**PAGE EXTRACT**
Suddenly rifle fire burst from a building to the left of the road, about 500 meters from where Barnes manned a .50-caliber machine gun atop a Humvee. He squeezed off 20-30 rounds before the next burst of enemy fire.
“There was a big flash of light, and all of a sudden I was down inside the Humvee,” Barnes said. “I put my hand down on my side, and it was covered with blood.”
He crawled out of the vehicle and shouted for a medic. Cammarata raced to his side and examined Barnes, turning his back to the line of fire. Moments later, Williamson joined them, laying down cover fire.
The medic stripped off Barnes’ flak vest and found the wound in his side, under the thinnest part of the vest. Two other bullets had dented the chest area but didn’t penetrate. He dressed the wound, silently hoping the bullet had hit no vital organs.

**EXCERPTED DATA**
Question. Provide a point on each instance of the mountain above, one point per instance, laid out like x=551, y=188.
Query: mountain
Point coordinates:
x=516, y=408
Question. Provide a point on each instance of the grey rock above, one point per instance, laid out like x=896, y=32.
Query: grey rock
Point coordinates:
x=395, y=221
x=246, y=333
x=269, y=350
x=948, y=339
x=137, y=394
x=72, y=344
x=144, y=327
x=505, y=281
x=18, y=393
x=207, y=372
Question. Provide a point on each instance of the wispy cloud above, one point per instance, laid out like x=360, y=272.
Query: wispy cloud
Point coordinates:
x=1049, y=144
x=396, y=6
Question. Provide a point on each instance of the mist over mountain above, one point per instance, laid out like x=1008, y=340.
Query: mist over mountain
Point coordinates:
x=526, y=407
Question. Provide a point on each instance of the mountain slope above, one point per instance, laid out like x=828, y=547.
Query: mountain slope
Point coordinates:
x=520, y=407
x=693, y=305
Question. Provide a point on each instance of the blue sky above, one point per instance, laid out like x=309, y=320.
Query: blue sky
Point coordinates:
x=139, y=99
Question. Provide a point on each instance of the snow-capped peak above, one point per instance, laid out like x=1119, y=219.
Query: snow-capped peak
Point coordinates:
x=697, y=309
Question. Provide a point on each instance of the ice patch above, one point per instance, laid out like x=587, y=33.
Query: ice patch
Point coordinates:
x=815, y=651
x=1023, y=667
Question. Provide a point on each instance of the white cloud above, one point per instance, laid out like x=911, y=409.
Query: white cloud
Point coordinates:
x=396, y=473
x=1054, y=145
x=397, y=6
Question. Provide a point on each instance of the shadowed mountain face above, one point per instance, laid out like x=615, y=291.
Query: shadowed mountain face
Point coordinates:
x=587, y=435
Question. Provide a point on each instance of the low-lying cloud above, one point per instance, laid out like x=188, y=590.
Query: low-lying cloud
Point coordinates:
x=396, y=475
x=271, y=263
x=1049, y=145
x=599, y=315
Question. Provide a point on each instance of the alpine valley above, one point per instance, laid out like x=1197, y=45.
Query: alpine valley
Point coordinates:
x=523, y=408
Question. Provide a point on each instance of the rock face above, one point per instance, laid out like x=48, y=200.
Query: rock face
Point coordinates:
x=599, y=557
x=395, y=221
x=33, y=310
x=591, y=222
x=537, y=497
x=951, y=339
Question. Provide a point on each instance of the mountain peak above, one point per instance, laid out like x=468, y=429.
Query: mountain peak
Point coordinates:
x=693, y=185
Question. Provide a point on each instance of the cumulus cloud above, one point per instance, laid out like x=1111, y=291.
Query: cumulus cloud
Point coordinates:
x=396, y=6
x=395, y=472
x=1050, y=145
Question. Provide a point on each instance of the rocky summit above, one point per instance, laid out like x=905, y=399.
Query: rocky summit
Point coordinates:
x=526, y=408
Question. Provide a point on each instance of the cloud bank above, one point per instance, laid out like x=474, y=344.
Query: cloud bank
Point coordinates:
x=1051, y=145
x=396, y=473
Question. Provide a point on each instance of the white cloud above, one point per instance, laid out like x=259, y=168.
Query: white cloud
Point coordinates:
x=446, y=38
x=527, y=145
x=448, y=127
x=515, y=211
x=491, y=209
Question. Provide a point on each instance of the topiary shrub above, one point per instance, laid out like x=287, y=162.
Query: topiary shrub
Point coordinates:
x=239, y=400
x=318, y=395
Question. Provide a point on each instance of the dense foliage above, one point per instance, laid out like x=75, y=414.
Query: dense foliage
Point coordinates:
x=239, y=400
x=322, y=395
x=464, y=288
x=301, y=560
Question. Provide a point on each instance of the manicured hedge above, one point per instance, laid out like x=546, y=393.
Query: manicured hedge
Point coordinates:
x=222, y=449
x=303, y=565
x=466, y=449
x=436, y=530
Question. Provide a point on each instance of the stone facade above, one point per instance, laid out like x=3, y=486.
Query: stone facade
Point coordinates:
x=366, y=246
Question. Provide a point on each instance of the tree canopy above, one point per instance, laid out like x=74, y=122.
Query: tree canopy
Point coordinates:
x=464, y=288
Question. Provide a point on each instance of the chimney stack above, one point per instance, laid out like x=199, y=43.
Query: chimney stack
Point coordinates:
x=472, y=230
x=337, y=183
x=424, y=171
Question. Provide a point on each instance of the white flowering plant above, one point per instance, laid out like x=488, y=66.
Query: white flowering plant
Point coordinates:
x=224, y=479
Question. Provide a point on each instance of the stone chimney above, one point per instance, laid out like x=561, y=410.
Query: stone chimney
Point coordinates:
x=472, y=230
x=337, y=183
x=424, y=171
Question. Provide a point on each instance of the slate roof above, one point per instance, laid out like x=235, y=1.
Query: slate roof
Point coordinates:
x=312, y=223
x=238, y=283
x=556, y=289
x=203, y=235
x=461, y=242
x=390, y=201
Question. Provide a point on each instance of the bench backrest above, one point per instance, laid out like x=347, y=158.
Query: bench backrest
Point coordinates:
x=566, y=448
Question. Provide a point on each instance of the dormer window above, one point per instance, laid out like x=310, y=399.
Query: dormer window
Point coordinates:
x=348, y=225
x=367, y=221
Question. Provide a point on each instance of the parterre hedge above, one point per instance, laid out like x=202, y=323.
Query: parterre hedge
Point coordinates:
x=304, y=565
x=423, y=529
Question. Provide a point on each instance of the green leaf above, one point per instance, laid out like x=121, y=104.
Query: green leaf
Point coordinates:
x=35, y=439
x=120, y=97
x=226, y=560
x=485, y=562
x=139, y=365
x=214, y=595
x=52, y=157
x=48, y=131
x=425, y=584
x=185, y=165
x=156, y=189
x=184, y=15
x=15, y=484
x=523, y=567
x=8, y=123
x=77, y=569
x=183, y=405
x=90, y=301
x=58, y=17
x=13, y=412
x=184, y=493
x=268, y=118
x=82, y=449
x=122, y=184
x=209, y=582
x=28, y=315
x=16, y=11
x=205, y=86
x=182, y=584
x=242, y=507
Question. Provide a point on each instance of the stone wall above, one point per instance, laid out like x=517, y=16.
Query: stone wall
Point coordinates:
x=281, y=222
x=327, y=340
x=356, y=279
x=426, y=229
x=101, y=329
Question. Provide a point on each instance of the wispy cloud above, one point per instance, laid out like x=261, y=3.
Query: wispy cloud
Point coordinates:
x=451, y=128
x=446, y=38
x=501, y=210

**EXERCISE**
Continue the account of Barnes's wounding beside the Humvee, picking up right after its final sentence.

**TASK RESULT**
With bullets hitting the pavement around them, Cammarata and Williamson managed to drag the injured soldier into a less-exposed position behind the Humvee.
Although the wound burned fiercely, Barnes stayed calm, guiding other soldiers and advising an embedded journalist accompanying the platoon to stay out of harm’s way. He thought about his wife and concentrated on staying alert.
After a few minutes, Williamson and Cammarata got Barnes to a tracked vehicle, which took him to an area where a medical evacuation helicopter could pick him up and take him to the hospital in Kirkuk.
“We put Barnes in the bird,” Cammarata said. “That was the last I saw of him till I got back [to Germany] in October.”
The battle raged almost nonstop for about 45 minutes until the battalion, aided by Air Force A-10 Warthog attack aircraft, killed enemy soldiers running through the field and obliterated their hideout with a fiery boom.
Until the May 18 firefight, the soldiers of the 1-63rd Armor thought they might go home at any time. Now they knew the enemy that had abandoned Kirkuk during the war had faded dangerously into the countryside.
“You could see a change in them when they came back,” Williamson said. “Whenever we left the gate, it was 100 percent business after that.”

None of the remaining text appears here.